Object pointing dataset rows:
┌──

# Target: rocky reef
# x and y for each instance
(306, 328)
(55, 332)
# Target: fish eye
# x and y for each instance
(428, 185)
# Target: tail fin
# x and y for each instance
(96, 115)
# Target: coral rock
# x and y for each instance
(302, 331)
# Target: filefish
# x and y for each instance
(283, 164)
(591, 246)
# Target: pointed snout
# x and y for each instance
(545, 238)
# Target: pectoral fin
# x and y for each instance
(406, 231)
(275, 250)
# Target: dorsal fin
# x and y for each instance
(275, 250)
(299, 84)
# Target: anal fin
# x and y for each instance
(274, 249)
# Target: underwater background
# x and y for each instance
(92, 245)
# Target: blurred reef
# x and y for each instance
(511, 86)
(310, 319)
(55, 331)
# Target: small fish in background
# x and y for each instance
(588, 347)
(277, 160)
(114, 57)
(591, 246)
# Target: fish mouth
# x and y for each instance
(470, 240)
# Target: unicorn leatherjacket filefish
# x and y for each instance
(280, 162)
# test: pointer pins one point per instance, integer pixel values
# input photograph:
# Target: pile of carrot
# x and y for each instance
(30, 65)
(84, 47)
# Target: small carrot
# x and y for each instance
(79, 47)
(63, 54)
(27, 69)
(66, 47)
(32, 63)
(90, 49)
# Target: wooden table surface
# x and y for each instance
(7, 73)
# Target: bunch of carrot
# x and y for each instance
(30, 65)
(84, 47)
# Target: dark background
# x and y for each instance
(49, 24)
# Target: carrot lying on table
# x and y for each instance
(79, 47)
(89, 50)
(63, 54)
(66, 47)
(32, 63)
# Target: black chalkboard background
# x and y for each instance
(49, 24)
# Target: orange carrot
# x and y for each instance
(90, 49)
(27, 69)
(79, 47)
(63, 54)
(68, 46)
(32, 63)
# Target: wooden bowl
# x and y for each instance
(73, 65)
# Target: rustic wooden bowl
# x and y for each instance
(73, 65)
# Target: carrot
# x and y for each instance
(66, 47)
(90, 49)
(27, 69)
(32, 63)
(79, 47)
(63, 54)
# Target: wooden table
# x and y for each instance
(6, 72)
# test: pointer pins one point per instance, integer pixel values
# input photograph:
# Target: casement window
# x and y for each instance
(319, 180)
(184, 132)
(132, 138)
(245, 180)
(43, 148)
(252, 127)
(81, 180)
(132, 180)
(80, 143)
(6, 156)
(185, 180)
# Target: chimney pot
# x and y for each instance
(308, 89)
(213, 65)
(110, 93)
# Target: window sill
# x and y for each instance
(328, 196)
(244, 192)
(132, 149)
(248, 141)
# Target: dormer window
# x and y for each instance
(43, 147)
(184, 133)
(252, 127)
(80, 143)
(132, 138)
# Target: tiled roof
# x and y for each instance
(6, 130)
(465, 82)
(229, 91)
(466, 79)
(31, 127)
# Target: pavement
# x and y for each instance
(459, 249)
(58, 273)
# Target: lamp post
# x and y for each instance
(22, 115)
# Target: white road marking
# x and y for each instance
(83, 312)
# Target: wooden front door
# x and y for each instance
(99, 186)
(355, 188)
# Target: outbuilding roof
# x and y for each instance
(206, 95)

└──

• [STATED EXERCISE] Quote all of the entries verbatim.

• [EXPECTED OUTPUT]
# Target: rocky reef
# x and y for each instance
(306, 328)
(55, 332)
# Target: fish eye
# x and y for each instance
(428, 185)
# Target: tail fin
# x and y for each instance
(96, 115)
# Target: coral rock
# x and y for each instance
(302, 331)
# Target: filefish
# x and y for each instance
(283, 164)
(591, 246)
# Target: pointed snout
# x and y for each instance
(545, 238)
# Target: pectoral fin
# x and y for each instance
(406, 231)
(275, 250)
# Target: dorsal fin
# x and y for each instance
(275, 250)
(299, 84)
# Target: anal fin
# x and y for each instance
(274, 249)
# Target: underwater background
# x and y for each instance
(92, 245)
# Target: blurred reef
# x and y for each instance
(511, 86)
(310, 319)
(55, 331)
# Target: small fish in background
# x and y for each instance
(588, 347)
(277, 160)
(114, 57)
(591, 246)
# Target: fish mouth
# x and y for each instance
(470, 240)
# Target: unicorn leatherjacket filefish
# x and y for each instance
(280, 162)
# test: pointer pins one point per instance, integer pixel values
# input photograph:
# Target: pile of carrot
# x and y for each instance
(30, 65)
(84, 47)
# Target: small carrot
# x and y for each instance
(79, 47)
(63, 54)
(27, 69)
(66, 47)
(32, 63)
(90, 49)
# Target: wooden table surface
# x and y for each instance
(7, 73)
# Target: bunch of carrot
# x and y for each instance
(30, 65)
(84, 47)
# Target: dark background
# x and y for each instance
(49, 24)
# Target: carrot lying on table
# x and y for each instance
(79, 47)
(89, 50)
(63, 54)
(66, 47)
(32, 63)
# Target: black chalkboard background
# x and y for each instance
(49, 24)
# Target: orange carrot
# x and y for each instance
(90, 49)
(27, 69)
(79, 47)
(63, 54)
(68, 46)
(32, 63)
# Target: wooden bowl
# x and y for each instance
(73, 65)
# Target: rustic wooden bowl
# x and y for each instance
(73, 65)
# Target: carrot
# x and y for each instance
(66, 47)
(90, 49)
(27, 69)
(32, 63)
(79, 47)
(63, 54)
# Target: wooden table
# x and y for each instance
(6, 72)
# test: pointer pins one point per instance, integer pixel values
# input photograph:
# Target: casement window
# x and y for each instance
(319, 180)
(184, 132)
(132, 138)
(245, 180)
(43, 148)
(252, 127)
(81, 180)
(132, 180)
(80, 143)
(6, 156)
(185, 180)
# Target: chimney pot
# x and y for each instance
(308, 89)
(213, 65)
(110, 93)
# Target: window sill
# x and y for each instance
(328, 196)
(244, 192)
(132, 149)
(248, 141)
# Target: dormer window
# x and y for each instance
(43, 147)
(184, 133)
(252, 127)
(80, 143)
(132, 138)
# Target: tiled roof
# x and y for each instance
(6, 130)
(465, 82)
(229, 91)
(466, 79)
(31, 127)
# Target: pavement
# x and y for each instance
(459, 249)
(58, 273)
# Target: lamp post
# x and y for each instance
(22, 115)
# Target: white road marking
# x and y for each instance
(83, 312)
# Target: wooden front door
# x and y for each instance
(99, 186)
(355, 188)
# Target: outbuilding roof
# x and y for each instance
(206, 95)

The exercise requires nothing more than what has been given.